## SELECTED EXTRACT
When East Meets West: Some Things Never Change
Thursday, August 30, 2007
Commentary by Hank F. Miller Jr.
In the last edition of this column, I have tried sew together a few of the major changes I have seen in Japan since first arriving here 30 years ago. Yet, some things never change so the task I have set for myself is rather difficult. The Japan of yesteryear and the Japan if today may resemble each other so much on the surface, but if you take out your shovel and pick, and dig, it doesn't take long to hit the very same bedrock. And much of that stone is of gem quality.
To sing but a few lines on Japanese generosity and hospitality, or Japanese sufficiency and precision or Japanese eagerness and energy seems woefully inadequate.
In similar fashion, to but briefly note the heady mix of past and present does no justice to the intoxication high of Japanese culture, as potent now as it was 30 years ago.
To fail to address Japan's beauty in all of its many forms-- from Mt.Fuji to kimonos to manicured gardens and more--is to miss one of the more endearing parts of life here.
I admit that few societies, I imagine, are as neurotic as Japan's the nation is so starved for attention that any step onto the international stage gets zoom--focused to the extent that all perspective is lost.
Whether the focus be an astronaut or space shuttle or a ballplayer in an interview, Japan reacts like a parent at a
Grade school pageant. This nation has eyes only for its own, with every success magnified and every perceived failure met with a wince.
Even the core event such as the IAAF World Athletic Championships, I have been watching on TV from Osaka.
I've noticed that other participants get regulated to background noise, and thus are hardly noticed at all no matter their notoriety in world athletics. After watching the cameras are constantly focused on the Japanese athletes, one might think that they are all alone in the event.

## RECORDED INFORMATION
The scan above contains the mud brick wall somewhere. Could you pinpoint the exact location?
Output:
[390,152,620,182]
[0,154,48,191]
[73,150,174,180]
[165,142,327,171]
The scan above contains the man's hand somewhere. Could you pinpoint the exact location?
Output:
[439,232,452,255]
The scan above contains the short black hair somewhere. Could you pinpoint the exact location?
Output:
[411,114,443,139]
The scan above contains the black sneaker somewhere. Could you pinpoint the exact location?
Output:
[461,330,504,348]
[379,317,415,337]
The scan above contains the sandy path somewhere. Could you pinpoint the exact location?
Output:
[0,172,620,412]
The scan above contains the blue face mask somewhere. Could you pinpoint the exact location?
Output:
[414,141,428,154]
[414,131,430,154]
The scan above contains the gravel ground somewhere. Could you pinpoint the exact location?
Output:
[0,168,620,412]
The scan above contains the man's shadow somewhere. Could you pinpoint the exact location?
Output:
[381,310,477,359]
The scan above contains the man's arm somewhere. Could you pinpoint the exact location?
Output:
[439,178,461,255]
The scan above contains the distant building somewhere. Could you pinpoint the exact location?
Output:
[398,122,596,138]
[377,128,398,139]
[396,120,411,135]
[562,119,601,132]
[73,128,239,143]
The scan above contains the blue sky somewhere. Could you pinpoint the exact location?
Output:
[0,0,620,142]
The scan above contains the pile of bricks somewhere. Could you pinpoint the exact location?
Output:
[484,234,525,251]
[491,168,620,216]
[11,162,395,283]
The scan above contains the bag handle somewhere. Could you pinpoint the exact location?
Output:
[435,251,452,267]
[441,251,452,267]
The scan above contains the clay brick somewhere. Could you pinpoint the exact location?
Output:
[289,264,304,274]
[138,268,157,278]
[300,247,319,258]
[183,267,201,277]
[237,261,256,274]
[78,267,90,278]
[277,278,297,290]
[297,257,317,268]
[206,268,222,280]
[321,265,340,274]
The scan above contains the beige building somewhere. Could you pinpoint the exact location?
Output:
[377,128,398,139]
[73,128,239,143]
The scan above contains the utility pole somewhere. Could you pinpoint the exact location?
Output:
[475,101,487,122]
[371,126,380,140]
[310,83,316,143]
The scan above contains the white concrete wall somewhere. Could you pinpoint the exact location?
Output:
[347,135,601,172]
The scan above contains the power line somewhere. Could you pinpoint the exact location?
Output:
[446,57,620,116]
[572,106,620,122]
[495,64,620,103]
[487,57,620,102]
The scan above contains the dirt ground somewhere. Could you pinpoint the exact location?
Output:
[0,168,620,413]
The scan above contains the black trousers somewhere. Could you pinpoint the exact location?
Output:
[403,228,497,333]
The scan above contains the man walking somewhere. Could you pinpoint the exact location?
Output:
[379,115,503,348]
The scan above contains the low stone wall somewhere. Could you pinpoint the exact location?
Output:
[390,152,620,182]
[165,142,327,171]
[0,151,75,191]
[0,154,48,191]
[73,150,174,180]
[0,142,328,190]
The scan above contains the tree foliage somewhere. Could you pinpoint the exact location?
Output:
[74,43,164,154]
--
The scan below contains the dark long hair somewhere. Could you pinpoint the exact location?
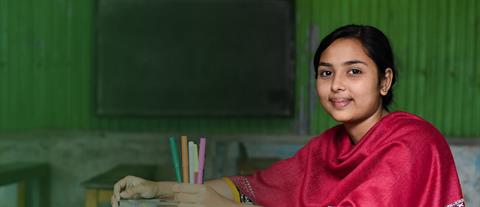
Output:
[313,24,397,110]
* * *
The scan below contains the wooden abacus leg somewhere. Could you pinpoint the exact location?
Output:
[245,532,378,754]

## TASK
Continue the commentary on what has and hasn't changed in Japan, starting after its last sentence.

## ANSWER SECTION
One might trace the Japanese craving for recognition but at the same time it is remarkably introspective and provincial...one might trace this nature to Japan's period of isolation from it's beginning, yet many of its people use the buzz word of internationalism. It's alive everywhere in Japan.
Perhaps an open door policy does exist--on the surface.
But the bedrock sediments are tightly packed and I feel the door to Japan's heart is still fairly closed to the world,
Maybe it's because Japan is an island country and still remains a bit over protective.
Japan likes rules and I find, that too, has not changed over the years. Just like greetings, many rules are to uphold harmony and lend emotional distance. Individualism maybe on the rise, but all the rules holds it in place. There is a formal rigidity to life that left a strong taste in my mouth when I first arrived here, a taste that is still alive now.
An acquired taste, however, as I have learned to appreciate Japanese formality and protocol.
Throw in some slices of group harmony, a spoonful of consensus decision--making, and a pinch of obsession with form, and I sometimes feel Japan has changed hardly at all.
With the larger certainly being this:
In 30 years Japan has changed me so much than time has changed Japan.
For the better? Sigh.... At least I can hope so for now.